▸ **WHAT THE TASK ASKS**
Arrange every line of the listing below as a Markdown table with the columns Row and Line, numbering each row and leaving out blank lines.

▸ **DATA EXCERPTS**
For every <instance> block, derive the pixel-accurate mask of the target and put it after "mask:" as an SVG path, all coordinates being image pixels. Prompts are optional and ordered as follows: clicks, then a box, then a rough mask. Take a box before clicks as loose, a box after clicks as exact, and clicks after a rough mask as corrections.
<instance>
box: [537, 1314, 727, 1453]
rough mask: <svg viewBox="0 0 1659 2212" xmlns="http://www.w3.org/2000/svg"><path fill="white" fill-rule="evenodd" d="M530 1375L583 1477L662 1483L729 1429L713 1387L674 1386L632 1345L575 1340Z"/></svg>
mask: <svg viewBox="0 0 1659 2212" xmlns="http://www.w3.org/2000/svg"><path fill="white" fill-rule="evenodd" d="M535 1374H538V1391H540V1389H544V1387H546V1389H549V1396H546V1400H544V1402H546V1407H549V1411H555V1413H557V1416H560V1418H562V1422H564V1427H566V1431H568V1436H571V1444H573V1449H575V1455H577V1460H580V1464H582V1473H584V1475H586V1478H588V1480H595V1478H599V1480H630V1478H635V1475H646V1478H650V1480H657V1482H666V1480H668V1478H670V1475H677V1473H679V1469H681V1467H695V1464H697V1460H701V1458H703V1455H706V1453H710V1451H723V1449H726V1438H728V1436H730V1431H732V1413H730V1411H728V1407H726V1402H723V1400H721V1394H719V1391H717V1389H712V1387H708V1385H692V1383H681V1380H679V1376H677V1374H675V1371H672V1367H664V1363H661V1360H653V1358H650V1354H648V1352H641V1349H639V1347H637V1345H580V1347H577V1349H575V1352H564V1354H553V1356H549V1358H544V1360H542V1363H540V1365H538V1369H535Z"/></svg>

▸ **TASK RESPONSE**
| Row | Line |
|---|---|
| 1 | For every <instance> block, derive the pixel-accurate mask of the target and put it after "mask:" as an SVG path, all coordinates being image pixels. Prompts are optional and ordered as follows: clicks, then a box, then a rough mask. Take a box before clicks as loose, a box after clicks as exact, and clicks after a rough mask as corrections. |
| 2 | <instance> |
| 3 | box: [537, 1314, 727, 1453] |
| 4 | rough mask: <svg viewBox="0 0 1659 2212" xmlns="http://www.w3.org/2000/svg"><path fill="white" fill-rule="evenodd" d="M530 1375L583 1477L662 1483L729 1429L713 1387L674 1386L632 1345L575 1340Z"/></svg> |
| 5 | mask: <svg viewBox="0 0 1659 2212" xmlns="http://www.w3.org/2000/svg"><path fill="white" fill-rule="evenodd" d="M535 1374H538V1391H540V1389H544V1387H546V1389H549V1396H546V1400H544V1402H546V1407H549V1411H555V1413H557V1416H560V1418H562V1422H564V1427H566V1431H568V1436H571V1444H573V1449H575V1455H577V1460H580V1464H582V1473H584V1475H586V1478H588V1480H595V1478H599V1480H630V1478H635V1475H646V1478H650V1480H657V1482H666V1480H668V1478H670V1475H677V1473H679V1469H681V1467H695V1464H697V1460H701V1458H703V1455H706V1453H710V1451H723V1449H726V1438H728V1436H730V1431H732V1413H730V1411H728V1407H726V1402H723V1400H721V1394H719V1391H717V1389H712V1387H708V1385H692V1383H681V1380H679V1376H677V1374H675V1371H672V1367H664V1363H661V1360H653V1358H650V1354H648V1352H641V1349H639V1347H637V1345H580V1347H577V1349H575V1352H564V1354H553V1356H549V1358H544V1360H542V1363H540V1365H538V1369H535Z"/></svg> |